▶ [Data shown]:
= = = =

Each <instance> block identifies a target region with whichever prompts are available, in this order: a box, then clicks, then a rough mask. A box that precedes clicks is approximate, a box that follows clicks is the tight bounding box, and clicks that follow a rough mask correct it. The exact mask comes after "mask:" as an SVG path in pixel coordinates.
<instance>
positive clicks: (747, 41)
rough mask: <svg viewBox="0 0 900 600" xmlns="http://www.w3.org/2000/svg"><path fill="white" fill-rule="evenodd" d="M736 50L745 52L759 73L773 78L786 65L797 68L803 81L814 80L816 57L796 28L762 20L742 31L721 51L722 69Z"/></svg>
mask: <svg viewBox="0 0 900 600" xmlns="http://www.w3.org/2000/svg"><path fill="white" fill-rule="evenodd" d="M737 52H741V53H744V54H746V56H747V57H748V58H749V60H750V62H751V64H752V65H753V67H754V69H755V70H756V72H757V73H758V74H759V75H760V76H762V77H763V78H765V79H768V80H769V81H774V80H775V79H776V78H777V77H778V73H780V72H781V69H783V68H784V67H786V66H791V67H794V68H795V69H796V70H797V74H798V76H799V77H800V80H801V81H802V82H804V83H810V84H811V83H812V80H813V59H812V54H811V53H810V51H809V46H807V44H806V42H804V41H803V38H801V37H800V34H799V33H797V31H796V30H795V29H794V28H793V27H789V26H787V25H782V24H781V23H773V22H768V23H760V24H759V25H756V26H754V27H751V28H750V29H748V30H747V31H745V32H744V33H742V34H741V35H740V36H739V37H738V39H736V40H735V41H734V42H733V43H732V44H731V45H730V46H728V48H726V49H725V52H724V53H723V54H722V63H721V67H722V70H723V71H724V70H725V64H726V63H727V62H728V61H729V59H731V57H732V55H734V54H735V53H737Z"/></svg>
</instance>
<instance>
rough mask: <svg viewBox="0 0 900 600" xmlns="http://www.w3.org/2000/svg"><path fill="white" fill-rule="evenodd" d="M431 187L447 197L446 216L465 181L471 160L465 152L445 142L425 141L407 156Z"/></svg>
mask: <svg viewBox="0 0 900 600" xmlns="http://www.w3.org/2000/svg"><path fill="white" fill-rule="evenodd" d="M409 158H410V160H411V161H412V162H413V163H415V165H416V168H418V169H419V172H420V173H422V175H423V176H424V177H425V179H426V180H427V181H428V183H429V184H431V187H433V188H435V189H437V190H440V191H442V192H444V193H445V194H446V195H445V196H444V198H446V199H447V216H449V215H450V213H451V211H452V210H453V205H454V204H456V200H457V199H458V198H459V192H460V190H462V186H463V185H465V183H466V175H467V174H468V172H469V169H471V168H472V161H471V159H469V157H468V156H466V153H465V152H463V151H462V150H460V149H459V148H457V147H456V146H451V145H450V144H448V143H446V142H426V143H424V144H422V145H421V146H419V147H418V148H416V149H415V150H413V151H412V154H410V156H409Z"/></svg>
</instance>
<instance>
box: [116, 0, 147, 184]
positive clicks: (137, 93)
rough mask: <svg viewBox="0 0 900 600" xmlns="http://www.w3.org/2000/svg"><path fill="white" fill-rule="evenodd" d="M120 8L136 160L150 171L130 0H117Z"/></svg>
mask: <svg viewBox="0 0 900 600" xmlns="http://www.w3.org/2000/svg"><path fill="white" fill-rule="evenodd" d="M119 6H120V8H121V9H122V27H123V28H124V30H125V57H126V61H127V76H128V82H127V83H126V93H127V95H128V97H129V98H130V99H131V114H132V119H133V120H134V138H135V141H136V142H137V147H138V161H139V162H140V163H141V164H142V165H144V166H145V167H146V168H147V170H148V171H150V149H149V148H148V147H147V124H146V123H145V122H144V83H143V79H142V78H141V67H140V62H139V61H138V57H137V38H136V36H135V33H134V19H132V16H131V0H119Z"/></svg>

= = = =

▶ [Problem requirements]:
Report back each line of the entries that holds the string "clicks".

▶ [Your response]:
Each <instance> block identifies a target region with whichever prompts are available, in this order: a box, then clicks, then a rough mask. A box that precedes clicks is approximate, a box that follows clicks is the tight bounding box, and clicks that follow a rough mask correct it. The exact mask comes after "mask:" as an SVG path in pixel coordinates.
positive clicks: (747, 41)
positive clicks: (137, 93)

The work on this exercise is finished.